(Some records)
═══
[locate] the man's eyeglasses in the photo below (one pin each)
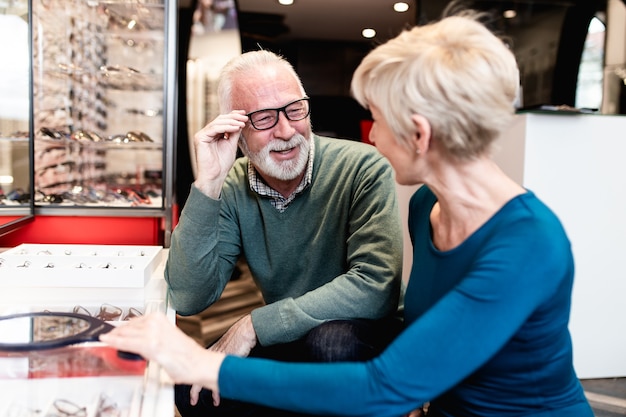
(268, 118)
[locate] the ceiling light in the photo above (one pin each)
(401, 7)
(368, 33)
(509, 14)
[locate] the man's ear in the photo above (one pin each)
(421, 133)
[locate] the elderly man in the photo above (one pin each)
(316, 219)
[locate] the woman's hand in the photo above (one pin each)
(155, 338)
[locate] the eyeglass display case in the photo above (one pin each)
(15, 163)
(90, 378)
(103, 78)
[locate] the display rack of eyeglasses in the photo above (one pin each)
(102, 104)
(88, 379)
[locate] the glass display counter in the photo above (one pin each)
(86, 379)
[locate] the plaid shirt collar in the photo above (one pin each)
(279, 202)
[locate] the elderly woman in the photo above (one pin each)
(486, 317)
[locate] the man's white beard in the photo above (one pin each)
(284, 170)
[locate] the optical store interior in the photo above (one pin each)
(99, 103)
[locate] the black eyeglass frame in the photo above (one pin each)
(284, 111)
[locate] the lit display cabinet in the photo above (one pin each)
(15, 162)
(104, 102)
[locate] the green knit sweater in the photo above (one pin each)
(335, 252)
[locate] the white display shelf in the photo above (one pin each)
(78, 266)
(89, 378)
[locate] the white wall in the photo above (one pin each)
(575, 164)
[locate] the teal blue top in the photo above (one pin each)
(487, 332)
(334, 253)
═══
# What the task requires
Output the entries above exactly. Drop the pictures.

# Output for this exercise
[locate] the man's eyeglasses in the photo below (one pin each)
(268, 118)
[locate] the ceiling light in the photo above (one pin each)
(401, 7)
(368, 33)
(509, 14)
[locate] the man's ear in the photo above (one pin each)
(421, 133)
[locate] the elderly man in the photo above (one pin each)
(316, 219)
[locate] the woman's hand in the photo above (one pin each)
(155, 338)
[locate] the eyeglass display case in the photo above (one pin each)
(15, 163)
(90, 378)
(103, 78)
[locate] the display rack of eyeglasses in the photo above (one pin each)
(102, 104)
(88, 379)
[locate] the glass display counter in the photo above (one pin each)
(86, 379)
[locate] the plaid shirt collar in the photo above (one pin each)
(279, 202)
[locate] the elderly woman in the photo above (one pin each)
(486, 317)
[locate] the man's white beard in the photo above (one pin each)
(284, 170)
[locate] the optical store interior in the photo above (one pin each)
(99, 103)
[locate] the black eyeglass frame in the photo above (one pin each)
(284, 111)
[locate] the lit display cabinet in the photo above (one pin each)
(15, 162)
(104, 102)
[locate] the green knit sweater in the photo above (one pin each)
(335, 252)
[locate] the white display shelf in the photo above (one pin each)
(78, 266)
(89, 378)
[locate] the white wall in the photo above (one pin each)
(575, 164)
[locate] the teal blue top in the photo above (one pin each)
(487, 332)
(334, 253)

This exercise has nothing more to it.